Faculty Lecture Series

The Center for World Performance Studies Faculty Lecture Series features our Faculty Fellows and visiting scholars and practitioners in the fields of ethnography and performance. Designed to create an informal and intimate setting for intellectual exchange among students, scholars, and the community, faculty are invited to present their work in an interactive and performative fashion.

2024-2025 Faculty Lectures

To Be Announced!

Past Faculty Lectures

2023-2024 Faculty Lectures

Henry Stoll
Tuesday, 9/19 at 6:00pm
1405 East Quad, 701 E. University Ave.
Free and open to the public

Henry Stoll, Assistant Professor of Music and CWPS 2023 Faculty Fellow will discuss his ongoing project to reconstruct the first opera from Haiti, L’entrée du Roi, en sa capitale (The Entrance of the King in His Capital). Published in 1818 by Juste Chanlatte (1766-1828), a prominent Haitian poet and man of letters, the opera represents a remarkable achievement in Haitian music and letters and has, until now, remained unheard among contemporary audiences.

Examining scores and libretti from a variety of libraries and archival institutions, Stoll delves into his creative process and considers some of the challenges inherent in bringing this music to life. Excerpts of this ongoing work will be heard.

2022-2023 Faculty Lectures

Marc Hannaford
Tuesday, 11/15 at 7:30pm
Watkins Lecture Hall, Earl V. Moore Building, 1100 Baits Dr.
....................
* Set of tasks
A) Print the Faculty Lecture Series page word for word, starting at "2023-2024 Faculty Lectures" and ending at "among contemporary audiences.".
B) List every person named in the Faculty Lecture Series page.

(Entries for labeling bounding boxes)
....................
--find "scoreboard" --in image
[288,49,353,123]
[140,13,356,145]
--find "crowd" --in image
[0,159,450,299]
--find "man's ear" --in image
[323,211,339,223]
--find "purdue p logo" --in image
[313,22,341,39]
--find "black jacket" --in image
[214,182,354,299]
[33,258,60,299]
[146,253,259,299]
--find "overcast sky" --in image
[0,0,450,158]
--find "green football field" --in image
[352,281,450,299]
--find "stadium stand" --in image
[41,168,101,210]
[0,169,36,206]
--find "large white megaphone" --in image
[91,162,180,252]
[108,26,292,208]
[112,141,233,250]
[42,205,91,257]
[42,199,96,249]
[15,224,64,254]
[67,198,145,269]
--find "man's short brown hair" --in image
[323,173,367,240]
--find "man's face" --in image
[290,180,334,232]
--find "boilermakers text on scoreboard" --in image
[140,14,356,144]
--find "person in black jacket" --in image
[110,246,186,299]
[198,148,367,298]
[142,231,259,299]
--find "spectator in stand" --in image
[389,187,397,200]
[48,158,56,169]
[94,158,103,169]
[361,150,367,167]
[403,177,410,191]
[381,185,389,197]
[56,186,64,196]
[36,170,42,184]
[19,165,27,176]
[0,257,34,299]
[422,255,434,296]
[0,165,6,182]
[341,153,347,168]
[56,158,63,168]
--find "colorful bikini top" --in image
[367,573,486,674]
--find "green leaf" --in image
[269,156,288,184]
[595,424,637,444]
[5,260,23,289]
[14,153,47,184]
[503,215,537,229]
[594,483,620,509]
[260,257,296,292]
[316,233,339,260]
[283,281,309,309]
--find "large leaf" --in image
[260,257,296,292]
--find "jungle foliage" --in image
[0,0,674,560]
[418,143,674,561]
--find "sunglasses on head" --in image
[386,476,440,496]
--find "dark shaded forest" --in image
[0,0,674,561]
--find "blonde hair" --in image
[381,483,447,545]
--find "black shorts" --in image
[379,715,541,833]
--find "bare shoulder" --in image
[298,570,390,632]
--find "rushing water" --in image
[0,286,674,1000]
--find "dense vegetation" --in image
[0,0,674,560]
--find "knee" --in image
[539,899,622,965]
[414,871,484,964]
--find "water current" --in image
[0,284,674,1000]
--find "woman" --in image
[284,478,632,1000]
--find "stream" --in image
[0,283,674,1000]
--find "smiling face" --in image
....................
* Results of the tasks
A)
2023-2024 Faculty Lectures

Henry Stoll
Tuesday, 9/19 at 6:00pm
1405 East Quad, 701 E. University Ave.
Free and open to the public

Henry Stoll, Assistant Professor of Music and CWPS 2023 Faculty Fellow will discuss his ongoing project to reconstruct the first opera from Haiti, L’entrée du Roi, en sa capitale (The Entrance of the King in His Capital). Published in 1818 by Juste Chanlatte (1766-1828), a prominent Haitian poet and man of letters, the opera represents a remarkable achievement in Haitian music and letters and has, until now, remained unheard among contemporary audiences.

B)
Henry Stoll
Juste Chanlatte
Marc Hannaford